Stored data entries:
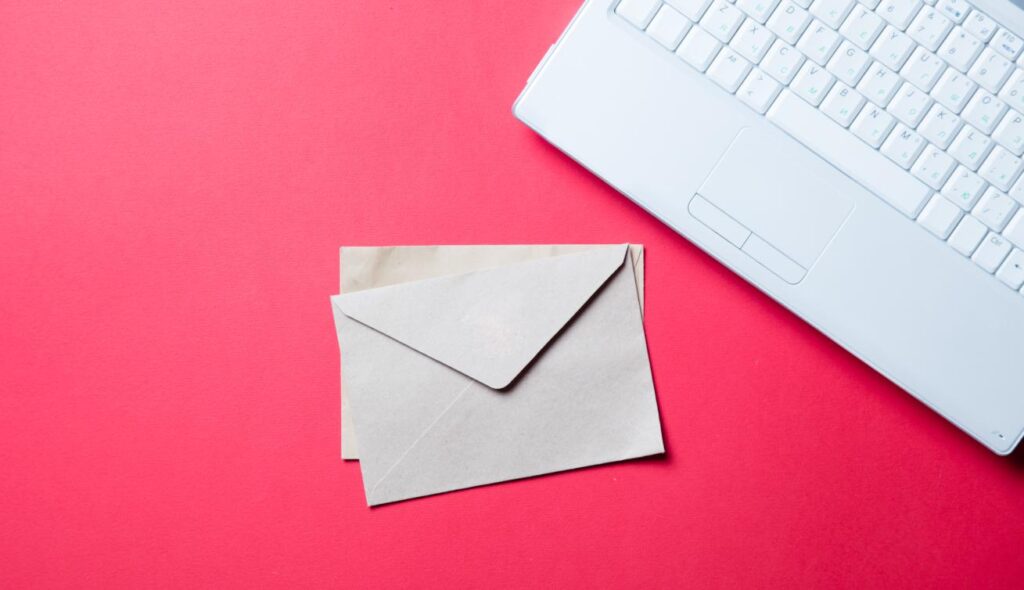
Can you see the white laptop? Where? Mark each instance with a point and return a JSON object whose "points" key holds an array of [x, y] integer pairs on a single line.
{"points": [[857, 161]]}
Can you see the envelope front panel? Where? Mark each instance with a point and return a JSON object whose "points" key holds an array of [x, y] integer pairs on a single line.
{"points": [[425, 428], [371, 267]]}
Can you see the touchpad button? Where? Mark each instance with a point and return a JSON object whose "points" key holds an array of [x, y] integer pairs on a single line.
{"points": [[780, 193]]}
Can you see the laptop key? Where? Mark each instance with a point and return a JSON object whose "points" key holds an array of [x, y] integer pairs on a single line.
{"points": [[638, 12], [846, 152]]}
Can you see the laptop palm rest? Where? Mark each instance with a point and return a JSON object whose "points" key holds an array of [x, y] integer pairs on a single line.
{"points": [[771, 201]]}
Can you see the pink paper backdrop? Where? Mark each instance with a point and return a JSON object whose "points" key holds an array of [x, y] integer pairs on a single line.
{"points": [[175, 180]]}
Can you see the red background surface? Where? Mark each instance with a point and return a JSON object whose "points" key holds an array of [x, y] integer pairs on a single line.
{"points": [[176, 178]]}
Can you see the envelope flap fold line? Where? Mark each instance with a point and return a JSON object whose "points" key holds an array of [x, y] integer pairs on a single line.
{"points": [[488, 325]]}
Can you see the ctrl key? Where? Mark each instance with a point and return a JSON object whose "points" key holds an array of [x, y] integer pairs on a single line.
{"points": [[1012, 270]]}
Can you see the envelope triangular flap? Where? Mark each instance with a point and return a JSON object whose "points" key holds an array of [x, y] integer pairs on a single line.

Task objective – Word for word, restate the records shown above, minus the pictures.

Task response –
Can you see the white laptop? Where? Mark each instance with a point and return a JSON object whose "points" key holds an array of [x, y] integer pairs on a single line.
{"points": [[857, 161]]}
Can you see the envelope front panel? Where? Mark each instance with a point and return a JSON object whose "points" key holds an array of [x, y] integer pairs on a single line.
{"points": [[425, 428], [371, 267]]}
Can you see the touchpad button? Where? Mark each instance with a point and return a JSON object whose "points" key holds an array of [x, y] integer pairs on a single line.
{"points": [[780, 193]]}
Can you see the laptop key? Where? Mark each instance with a point and return a JSON object whose "points" key holds an array of [x, y] integer pairs on a single line.
{"points": [[638, 12], [846, 152]]}
Can you see the laptop palm rest? Where? Mark each instance with a point and return a JSON object whose "points" key holds an array of [x, y] integer pairs on a single line.
{"points": [[771, 201]]}
Can you see the pink paper backdrop? Where? Mark each instance with a point and return a JSON object whose "points" key holds an array of [x, y] integer pairs on a single line.
{"points": [[175, 180]]}
Can you see the red background surface? Where? Mark each instance with a point and return a JSON object whose "points" key holds an array of [x, y] integer pairs on a single line.
{"points": [[176, 178]]}
Can you see the envelope flap fold line? Where? Mark each instance with a point and return a JSON object whose "points" key holds an array of [x, y] integer pairs on a single line.
{"points": [[488, 325]]}
Can you see the ctrl key? Where? Mark each instance with a point and return a JSON object whose "points" key holds an array of [x, y] integer pairs on a single line.
{"points": [[1012, 270]]}
Can you see the envelope triangular flap? Where? Mark each instance with a point and return a JSON object whose "points" key holds an array of [x, y] integer pairs on a single line.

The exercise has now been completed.